# Material provided:
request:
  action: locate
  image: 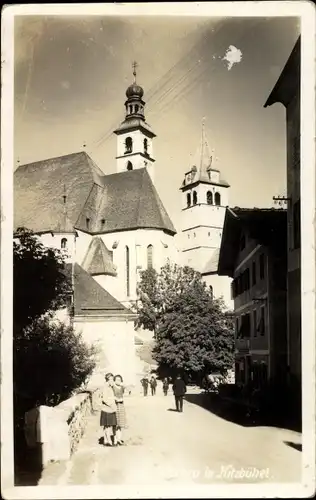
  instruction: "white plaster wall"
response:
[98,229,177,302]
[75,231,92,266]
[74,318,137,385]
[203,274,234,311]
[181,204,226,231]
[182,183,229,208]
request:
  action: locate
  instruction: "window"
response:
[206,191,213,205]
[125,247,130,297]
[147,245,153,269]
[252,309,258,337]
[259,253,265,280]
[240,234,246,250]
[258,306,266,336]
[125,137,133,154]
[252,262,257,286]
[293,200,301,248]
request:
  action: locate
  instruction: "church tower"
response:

--

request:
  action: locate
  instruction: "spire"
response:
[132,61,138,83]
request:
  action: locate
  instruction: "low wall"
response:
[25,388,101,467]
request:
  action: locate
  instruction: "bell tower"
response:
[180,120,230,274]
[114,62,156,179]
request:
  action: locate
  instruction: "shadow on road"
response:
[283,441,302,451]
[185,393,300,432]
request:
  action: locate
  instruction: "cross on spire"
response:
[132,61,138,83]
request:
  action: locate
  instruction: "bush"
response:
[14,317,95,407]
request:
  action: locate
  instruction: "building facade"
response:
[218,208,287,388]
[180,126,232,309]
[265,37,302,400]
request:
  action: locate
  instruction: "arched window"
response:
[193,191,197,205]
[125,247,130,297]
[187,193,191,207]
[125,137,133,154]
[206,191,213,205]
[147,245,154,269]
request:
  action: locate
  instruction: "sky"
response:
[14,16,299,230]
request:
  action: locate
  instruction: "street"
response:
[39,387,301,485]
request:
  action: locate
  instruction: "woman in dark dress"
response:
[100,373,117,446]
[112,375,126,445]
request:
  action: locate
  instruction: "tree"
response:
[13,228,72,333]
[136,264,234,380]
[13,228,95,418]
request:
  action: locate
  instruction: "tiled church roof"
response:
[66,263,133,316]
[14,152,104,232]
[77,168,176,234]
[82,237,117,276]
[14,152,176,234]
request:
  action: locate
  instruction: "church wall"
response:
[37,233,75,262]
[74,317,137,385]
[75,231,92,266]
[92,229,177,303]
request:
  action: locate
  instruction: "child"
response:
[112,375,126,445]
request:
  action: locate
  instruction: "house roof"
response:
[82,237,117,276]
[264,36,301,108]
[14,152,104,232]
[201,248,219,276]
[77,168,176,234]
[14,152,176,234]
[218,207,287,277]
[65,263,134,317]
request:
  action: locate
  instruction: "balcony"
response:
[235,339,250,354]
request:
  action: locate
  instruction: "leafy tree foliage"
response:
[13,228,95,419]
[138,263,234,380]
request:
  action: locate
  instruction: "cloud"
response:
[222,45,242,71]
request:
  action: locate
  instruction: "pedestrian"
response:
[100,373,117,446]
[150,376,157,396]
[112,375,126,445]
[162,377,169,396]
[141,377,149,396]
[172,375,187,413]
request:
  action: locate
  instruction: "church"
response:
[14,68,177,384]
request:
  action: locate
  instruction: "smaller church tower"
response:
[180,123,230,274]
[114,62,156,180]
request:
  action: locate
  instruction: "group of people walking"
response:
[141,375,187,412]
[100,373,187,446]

==

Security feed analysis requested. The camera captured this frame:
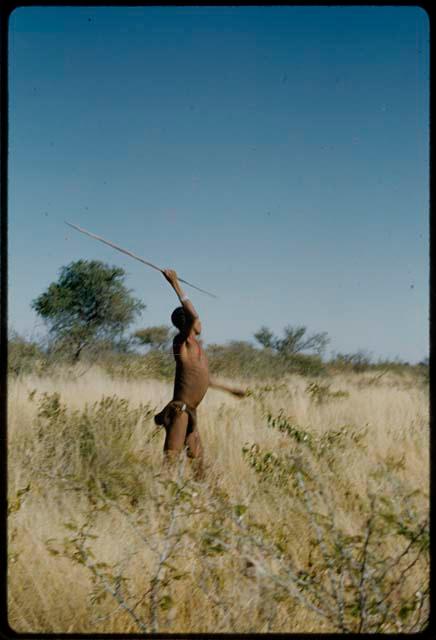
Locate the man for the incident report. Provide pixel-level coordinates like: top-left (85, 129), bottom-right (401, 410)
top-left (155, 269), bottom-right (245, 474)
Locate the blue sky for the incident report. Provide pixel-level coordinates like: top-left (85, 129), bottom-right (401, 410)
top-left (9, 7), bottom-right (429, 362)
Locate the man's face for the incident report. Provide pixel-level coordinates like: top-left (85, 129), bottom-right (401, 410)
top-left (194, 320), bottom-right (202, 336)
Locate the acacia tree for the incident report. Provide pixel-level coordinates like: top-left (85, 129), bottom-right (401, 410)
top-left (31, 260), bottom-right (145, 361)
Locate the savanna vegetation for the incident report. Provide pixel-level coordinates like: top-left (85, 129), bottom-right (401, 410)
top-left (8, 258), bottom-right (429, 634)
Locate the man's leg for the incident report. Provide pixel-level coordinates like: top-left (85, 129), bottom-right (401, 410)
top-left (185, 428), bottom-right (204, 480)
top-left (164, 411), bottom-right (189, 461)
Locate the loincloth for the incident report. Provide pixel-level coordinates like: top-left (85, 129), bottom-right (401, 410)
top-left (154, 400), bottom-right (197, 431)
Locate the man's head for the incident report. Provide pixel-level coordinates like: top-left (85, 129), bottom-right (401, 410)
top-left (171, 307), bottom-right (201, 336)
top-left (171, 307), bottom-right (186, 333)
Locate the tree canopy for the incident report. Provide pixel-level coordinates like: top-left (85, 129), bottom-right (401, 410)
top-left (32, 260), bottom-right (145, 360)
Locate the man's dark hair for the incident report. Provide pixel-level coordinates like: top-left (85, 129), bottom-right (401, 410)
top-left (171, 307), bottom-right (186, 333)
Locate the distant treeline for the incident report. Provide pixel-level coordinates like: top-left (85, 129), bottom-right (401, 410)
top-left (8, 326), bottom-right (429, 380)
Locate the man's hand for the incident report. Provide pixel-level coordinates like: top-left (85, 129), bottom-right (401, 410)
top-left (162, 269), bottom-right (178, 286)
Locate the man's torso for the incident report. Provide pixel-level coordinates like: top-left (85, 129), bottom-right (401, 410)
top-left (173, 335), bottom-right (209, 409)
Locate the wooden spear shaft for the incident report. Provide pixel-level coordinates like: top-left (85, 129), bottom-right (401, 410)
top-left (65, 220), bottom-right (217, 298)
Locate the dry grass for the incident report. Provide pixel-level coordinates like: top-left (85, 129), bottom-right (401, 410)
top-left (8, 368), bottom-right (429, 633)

# The exercise:
Reproduce verbatim the lines from the one containing "Locate the savanna" through the one containing "top-left (8, 258), bottom-right (429, 634)", both included.

# Solution for this task:
Locate the savanna vegetation for the incident report. Provide pixel-level coordinates like: top-left (85, 129), bottom-right (401, 410)
top-left (8, 258), bottom-right (429, 634)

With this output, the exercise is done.